More than 79,000 people died from influenza during the 2017-2018 season according to estimates from the Centers for Disease Control and Prevention. Mortality from the flu could decrease significantly given a 7-year, up to $130 million, National Institutes of Health grant awarded to a team headed by the University of Georgia. The team also includes members from Emory University, the Georgia Institute of Technology and 12 other academic and research centers, to develop a new, more advanced influenza vaccine.
Ted M. Ross, Georgia Research Alliance Eminent Scholar of Infectious Diseases in UGA's College of Veterinary Medicine and director of UGA's Center for Vaccines and Immunology, will lead the project to develop a more advanced influenza vaccine designed to protect against multiple strains of influenza virus in a single dose. The vaccine could be administered once every 5 to 10 years, instead of annually, and could especially benefit vulnerable populations including children, the elderly or people with weakened immune systems.
Dr. Ross and his team are currently studying how people of different ages and health status respond to the seasonal influenza vaccine in collaboration with the Georgia CTSA Clinical Research Centers (GCRCs) UGA Clinical and Translational Research Unit. "We need to know how people react to the current commercial seasonal influenza vaccine in order to design improved universal influenza vaccines," Ross says. "The next generation of universal influenza vaccines needs to work in all populations of people; the young, the elderly, pregnant women, people with diabetes or heart disease, immunocompromised people." Ross adds, "The studies we are performing at the GCRCs will help us understand people's response to influenza vaccination."

Dataset extract
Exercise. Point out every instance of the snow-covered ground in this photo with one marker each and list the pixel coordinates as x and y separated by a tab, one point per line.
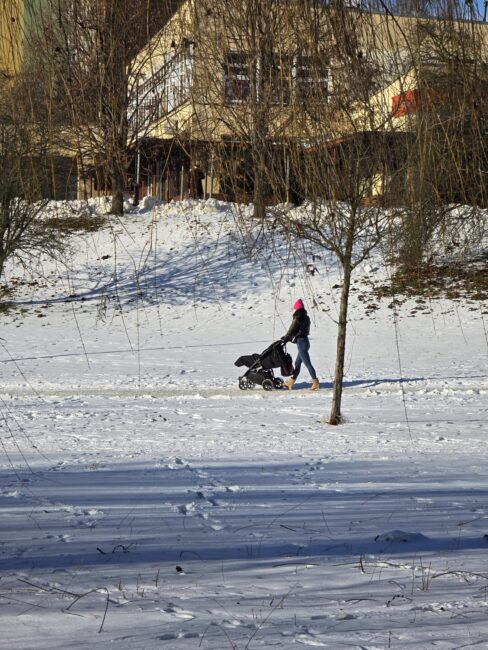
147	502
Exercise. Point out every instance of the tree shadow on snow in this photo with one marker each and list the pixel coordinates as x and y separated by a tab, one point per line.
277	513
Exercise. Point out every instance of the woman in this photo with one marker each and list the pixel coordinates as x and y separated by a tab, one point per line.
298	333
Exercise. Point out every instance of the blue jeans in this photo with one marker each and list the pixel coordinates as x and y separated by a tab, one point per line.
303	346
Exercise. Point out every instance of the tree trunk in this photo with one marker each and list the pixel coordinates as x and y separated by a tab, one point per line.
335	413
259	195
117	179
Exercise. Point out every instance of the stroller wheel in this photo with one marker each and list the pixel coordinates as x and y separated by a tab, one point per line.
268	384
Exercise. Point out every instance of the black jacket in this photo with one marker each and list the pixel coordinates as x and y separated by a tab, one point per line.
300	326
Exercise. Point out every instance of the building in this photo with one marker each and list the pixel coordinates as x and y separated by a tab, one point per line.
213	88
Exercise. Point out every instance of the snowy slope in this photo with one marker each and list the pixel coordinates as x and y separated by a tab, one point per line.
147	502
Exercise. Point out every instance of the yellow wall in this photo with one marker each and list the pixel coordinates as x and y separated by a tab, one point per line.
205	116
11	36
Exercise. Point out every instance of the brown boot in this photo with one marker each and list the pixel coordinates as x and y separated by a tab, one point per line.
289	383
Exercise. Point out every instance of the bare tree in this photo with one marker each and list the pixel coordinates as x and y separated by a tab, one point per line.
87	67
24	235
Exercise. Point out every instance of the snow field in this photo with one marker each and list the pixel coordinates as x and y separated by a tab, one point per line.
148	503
--
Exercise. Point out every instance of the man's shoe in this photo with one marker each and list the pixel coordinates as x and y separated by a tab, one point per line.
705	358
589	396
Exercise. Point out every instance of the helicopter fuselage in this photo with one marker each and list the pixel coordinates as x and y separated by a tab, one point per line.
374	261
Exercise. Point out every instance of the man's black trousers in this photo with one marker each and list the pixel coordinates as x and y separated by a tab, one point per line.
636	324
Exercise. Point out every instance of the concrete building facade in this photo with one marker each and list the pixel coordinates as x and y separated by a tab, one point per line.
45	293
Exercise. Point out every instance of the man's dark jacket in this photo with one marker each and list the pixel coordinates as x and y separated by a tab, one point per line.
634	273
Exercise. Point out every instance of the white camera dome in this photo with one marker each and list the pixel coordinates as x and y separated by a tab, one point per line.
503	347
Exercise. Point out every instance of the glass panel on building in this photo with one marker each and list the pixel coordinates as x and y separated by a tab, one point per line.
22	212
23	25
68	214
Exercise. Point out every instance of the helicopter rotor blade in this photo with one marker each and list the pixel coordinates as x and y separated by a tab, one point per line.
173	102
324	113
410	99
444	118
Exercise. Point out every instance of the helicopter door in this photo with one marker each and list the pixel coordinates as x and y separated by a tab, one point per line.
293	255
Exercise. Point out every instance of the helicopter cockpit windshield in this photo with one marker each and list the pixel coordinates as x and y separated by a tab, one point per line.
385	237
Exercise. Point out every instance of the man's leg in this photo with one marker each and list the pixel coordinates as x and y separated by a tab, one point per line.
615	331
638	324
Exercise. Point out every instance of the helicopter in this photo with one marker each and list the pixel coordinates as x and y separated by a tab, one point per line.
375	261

Task objective
State whether each of the following statements agrees with the passage on the influenza vaccine grant, answering yes or no and quoting the deciding words of the passage: (a) the grant covers seven years and is worth up to $130 million; (b) the planned vaccine would be given every year; (c) Ross directs UGA's Center for Vaccines and Immunology.

Answer section
(a) Yes: "a 7-year, up to $130 million, National Institutes of Health grant"
(b) No: "could be administered once every 5 to 10 years, instead of annually"
(c) Yes: "director of UGA's Center for Vaccines and Immunology"